Point annotation data –

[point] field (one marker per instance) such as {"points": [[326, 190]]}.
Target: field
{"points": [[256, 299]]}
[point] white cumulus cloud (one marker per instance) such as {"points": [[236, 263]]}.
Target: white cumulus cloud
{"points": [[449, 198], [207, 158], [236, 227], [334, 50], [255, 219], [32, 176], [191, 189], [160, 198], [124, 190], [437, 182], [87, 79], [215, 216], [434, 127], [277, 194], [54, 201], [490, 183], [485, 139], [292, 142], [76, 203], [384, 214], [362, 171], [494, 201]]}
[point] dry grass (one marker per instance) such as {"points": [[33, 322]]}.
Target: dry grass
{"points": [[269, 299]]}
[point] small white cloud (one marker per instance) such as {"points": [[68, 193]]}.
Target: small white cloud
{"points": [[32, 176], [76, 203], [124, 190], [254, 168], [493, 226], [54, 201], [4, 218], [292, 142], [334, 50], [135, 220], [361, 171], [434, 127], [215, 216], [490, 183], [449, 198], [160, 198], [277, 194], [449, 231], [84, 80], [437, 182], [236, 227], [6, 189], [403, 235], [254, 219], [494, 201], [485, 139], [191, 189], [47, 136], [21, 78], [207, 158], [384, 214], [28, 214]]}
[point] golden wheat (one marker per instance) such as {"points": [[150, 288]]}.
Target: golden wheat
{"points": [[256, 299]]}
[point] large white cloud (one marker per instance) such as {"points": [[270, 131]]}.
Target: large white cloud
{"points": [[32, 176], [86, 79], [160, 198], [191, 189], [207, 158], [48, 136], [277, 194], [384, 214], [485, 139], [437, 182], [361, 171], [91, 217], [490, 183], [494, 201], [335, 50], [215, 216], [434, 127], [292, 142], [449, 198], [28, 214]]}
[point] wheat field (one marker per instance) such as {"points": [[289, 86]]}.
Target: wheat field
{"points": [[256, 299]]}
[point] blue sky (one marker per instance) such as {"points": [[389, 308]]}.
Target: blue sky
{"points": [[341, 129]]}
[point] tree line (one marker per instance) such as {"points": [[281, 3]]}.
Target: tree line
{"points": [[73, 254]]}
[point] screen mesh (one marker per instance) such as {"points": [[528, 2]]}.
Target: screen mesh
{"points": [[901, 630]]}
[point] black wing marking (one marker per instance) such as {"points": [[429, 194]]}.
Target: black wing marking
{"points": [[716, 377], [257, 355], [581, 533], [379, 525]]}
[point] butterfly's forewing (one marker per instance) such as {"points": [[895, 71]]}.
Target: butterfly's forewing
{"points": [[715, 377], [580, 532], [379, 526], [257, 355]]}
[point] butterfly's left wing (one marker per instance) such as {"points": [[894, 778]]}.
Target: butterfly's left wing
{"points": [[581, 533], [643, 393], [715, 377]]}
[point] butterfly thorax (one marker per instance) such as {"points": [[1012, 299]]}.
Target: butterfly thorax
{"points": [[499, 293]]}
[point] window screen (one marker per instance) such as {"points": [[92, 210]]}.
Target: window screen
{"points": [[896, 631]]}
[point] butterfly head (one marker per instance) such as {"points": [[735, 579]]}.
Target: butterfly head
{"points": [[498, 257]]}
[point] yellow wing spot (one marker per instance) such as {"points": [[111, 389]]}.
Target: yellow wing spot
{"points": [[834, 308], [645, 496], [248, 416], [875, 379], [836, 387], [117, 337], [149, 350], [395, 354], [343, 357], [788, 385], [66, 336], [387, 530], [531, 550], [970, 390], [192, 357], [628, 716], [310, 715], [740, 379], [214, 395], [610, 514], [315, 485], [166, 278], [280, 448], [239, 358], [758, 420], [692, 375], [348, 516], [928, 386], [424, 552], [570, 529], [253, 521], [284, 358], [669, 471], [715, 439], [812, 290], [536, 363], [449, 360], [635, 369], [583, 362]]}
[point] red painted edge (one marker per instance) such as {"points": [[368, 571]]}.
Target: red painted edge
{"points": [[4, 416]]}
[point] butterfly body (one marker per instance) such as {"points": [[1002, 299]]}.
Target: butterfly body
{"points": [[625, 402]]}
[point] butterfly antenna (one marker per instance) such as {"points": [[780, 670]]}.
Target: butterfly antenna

Required task –
Can you set down all of the items above again, word for word and with nothing changed?

Response to the task –
[point] field (one marker per instance) such as {"points": [[326, 190]]}.
Target: field
{"points": [[256, 299]]}
[point] white cumulus cloud (one marker per instance) such as {"points": [[236, 263]]}.
Target: white cumulus cloud
{"points": [[449, 198], [207, 158], [236, 227], [334, 50], [255, 219], [32, 176], [191, 189], [160, 198], [124, 190], [437, 182], [87, 79], [215, 216], [434, 127], [277, 194], [54, 201], [490, 183], [485, 139], [292, 142], [76, 203], [384, 214], [362, 171], [494, 201]]}
[point] dry grass (one marker per instance) such as {"points": [[33, 322]]}.
Target: dry grass
{"points": [[269, 299]]}
[point] small white cloud (one marker per instance) such as {"points": [[68, 193]]}.
Target: small white cloud
{"points": [[32, 176], [76, 203], [124, 190], [254, 168], [493, 226], [54, 201], [4, 218], [292, 142], [334, 50], [135, 220], [361, 171], [434, 127], [215, 216], [490, 183], [449, 198], [160, 198], [277, 194], [449, 231], [84, 80], [437, 182], [236, 227], [6, 189], [403, 235], [254, 219], [494, 201], [485, 139], [191, 189], [47, 136], [21, 78], [207, 158], [384, 214], [28, 214]]}
[point] golden wheat (one marker per instance) such as {"points": [[150, 288]]}.
Target: golden wheat
{"points": [[256, 299]]}
[point] large white cloud (one marker per instance) such as {"points": [[270, 131]]}.
Target: large white cloud
{"points": [[32, 176], [86, 79], [160, 198], [191, 189], [207, 158], [48, 136], [277, 194], [384, 214], [485, 139], [437, 182], [361, 171], [91, 217], [490, 183], [494, 201], [335, 50], [215, 216], [434, 127], [292, 142], [449, 198], [28, 214]]}
[point] wheat field (one marker per instance) such as {"points": [[289, 86]]}.
Target: wheat field
{"points": [[256, 299]]}
[point] blue sky (one marker per instance) such as {"points": [[389, 308]]}.
Target: blue sky
{"points": [[341, 129]]}
[point] tree line (one marker per instance) such as {"points": [[281, 3]]}.
Target: tree line
{"points": [[73, 254]]}
[point] screen mesh (one marker per instance) such as {"points": [[528, 2]]}.
Target: screen mesh
{"points": [[901, 630]]}
[point] black wing marking (one marker per instance) such as {"points": [[429, 194]]}.
Target: black wing marking
{"points": [[716, 377], [257, 355], [581, 533], [379, 525]]}
[point] butterfly's forewing (one marker per instance) such as {"points": [[895, 71]]}.
Target: butterfly's forewing
{"points": [[715, 377], [580, 532], [379, 526], [257, 355]]}
[point] butterfly's left wing (one marker per instance) such as {"points": [[894, 778]]}.
Target: butterfly's left wing
{"points": [[581, 533], [643, 393], [715, 377]]}
[point] butterfly thorax (one marker per instance) such as {"points": [[1012, 299]]}.
Target: butterfly thorax
{"points": [[499, 293]]}
[point] window screen (one marker per instance) such as {"points": [[92, 210]]}.
Target: window screen
{"points": [[896, 631]]}
[point] butterfly head (one marker per instance) such as {"points": [[735, 579]]}.
Target: butterfly head
{"points": [[498, 257]]}
[point] yellow wing spot (one marker per instance) such as {"points": [[111, 389]]}.
Target: yellow wing spot
{"points": [[834, 308], [645, 496], [248, 416], [875, 379], [836, 387], [117, 337], [149, 350], [395, 354], [343, 357], [788, 385], [66, 336], [387, 530], [531, 550], [970, 390], [192, 357], [628, 716], [310, 715], [740, 379], [214, 395], [610, 514], [315, 485], [166, 278], [280, 448], [239, 358], [758, 420], [692, 375], [348, 516], [928, 386], [424, 552], [570, 529], [253, 521], [284, 358], [669, 471], [715, 439], [812, 290], [536, 363], [449, 360], [635, 369], [583, 362]]}
[point] red painted edge (one marker per instance) such as {"points": [[368, 571]]}.
Target: red painted edge
{"points": [[4, 416]]}
[point] butterfly body (one marker per instance) such as {"points": [[1002, 299]]}.
Target: butterfly body
{"points": [[625, 402]]}
[point] butterfly antenna (one marker per instance) such as {"points": [[780, 670]]}.
Target: butterfly antenna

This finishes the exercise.